- _THE TASK_:
Reproduce every line of the listing below, word for word and without changes.
..............................
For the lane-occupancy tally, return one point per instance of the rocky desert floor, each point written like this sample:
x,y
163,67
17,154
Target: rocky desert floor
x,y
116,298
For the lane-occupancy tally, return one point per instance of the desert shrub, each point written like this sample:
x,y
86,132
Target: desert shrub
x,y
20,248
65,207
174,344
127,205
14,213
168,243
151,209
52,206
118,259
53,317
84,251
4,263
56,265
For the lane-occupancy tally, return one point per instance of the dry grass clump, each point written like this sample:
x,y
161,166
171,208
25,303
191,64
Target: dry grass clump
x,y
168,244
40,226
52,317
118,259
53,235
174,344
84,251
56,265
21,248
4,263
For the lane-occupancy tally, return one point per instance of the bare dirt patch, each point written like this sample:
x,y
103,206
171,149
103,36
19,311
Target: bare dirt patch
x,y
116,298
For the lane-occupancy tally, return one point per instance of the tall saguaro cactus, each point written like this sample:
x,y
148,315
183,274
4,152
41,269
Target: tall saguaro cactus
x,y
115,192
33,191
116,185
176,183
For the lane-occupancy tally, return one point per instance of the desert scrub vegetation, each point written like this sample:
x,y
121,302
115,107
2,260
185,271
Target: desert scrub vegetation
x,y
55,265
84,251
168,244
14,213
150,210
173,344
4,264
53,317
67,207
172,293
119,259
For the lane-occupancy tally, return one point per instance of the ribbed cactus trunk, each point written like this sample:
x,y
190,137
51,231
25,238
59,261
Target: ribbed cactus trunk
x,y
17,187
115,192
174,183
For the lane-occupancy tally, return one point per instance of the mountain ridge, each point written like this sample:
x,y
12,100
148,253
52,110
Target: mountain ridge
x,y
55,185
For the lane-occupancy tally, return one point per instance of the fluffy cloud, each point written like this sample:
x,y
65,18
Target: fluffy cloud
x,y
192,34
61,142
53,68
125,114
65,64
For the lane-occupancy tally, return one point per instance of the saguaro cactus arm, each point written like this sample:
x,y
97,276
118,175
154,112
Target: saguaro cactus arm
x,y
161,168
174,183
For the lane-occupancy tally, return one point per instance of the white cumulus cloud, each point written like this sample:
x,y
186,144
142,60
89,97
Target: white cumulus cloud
..............................
- _REPLY TO THE TASK_:
For the lane-occupancy tally, return one point per instance of the rocky desert floor, each point written like this sample:
x,y
163,67
17,154
Target: rocky desert floor
x,y
116,298
For the lane-occupancy tally, return one point per instance of the desert shrub, each point written like this sample:
x,y
86,132
Target: desert shrub
x,y
20,248
65,207
174,344
127,205
14,213
168,243
151,209
52,206
118,259
53,317
84,251
4,263
56,265
For the lane-occupancy tally, return one point per instance of the dry grass clump, each point written like this sample:
x,y
161,166
171,208
25,303
191,64
Target: dry grass clump
x,y
168,244
40,226
52,317
118,259
53,235
174,344
84,251
56,265
21,248
4,263
For the lane-occupancy tally, return one point per instance of the bare dirt patch, each point written like this sample:
x,y
103,206
171,149
103,36
19,311
Target: bare dirt patch
x,y
116,298
For the lane-occupancy tally, return one point per instance of the tall saguaro cactus, each point written like this sample:
x,y
148,315
183,274
4,152
41,269
Target: tall saguaro cactus
x,y
115,192
33,191
116,185
176,183
For the lane-occupancy tally, return one point per instance of the desert scrub vegetation, each point written like this sample:
x,y
121,302
115,107
2,260
185,271
Target: desert scrub vegetation
x,y
55,265
84,251
168,244
14,213
150,210
173,344
4,264
53,317
67,207
172,293
119,259
For the lane-occupancy tally, return one point per instance of the ribbed cactus trunk, each point written like this sample:
x,y
190,137
51,231
25,238
59,261
Target: ribbed cactus trunk
x,y
17,187
115,192
174,183
For the lane-occupancy tally, return one point per instance of the mountain ridge, each point written like this sample:
x,y
12,100
148,253
52,110
Target: mountain ridge
x,y
55,185
For the lane-occupancy tally, return one point per instance of the fluffy cloud, each point written like this sample:
x,y
65,18
Target: fluffy cloud
x,y
192,34
61,142
53,68
125,114
65,64
For the lane-occupancy tally, return one point per instance of the saguaro cactus arm, each point written like this sample:
x,y
97,276
118,175
154,112
Target: saguaro cactus arm
x,y
161,168
174,183
For the lane-occupancy tally, return one point per instance of the white cumulus cloud, each point written like this sample:
x,y
186,144
142,60
89,97
Target: white cumulus cloud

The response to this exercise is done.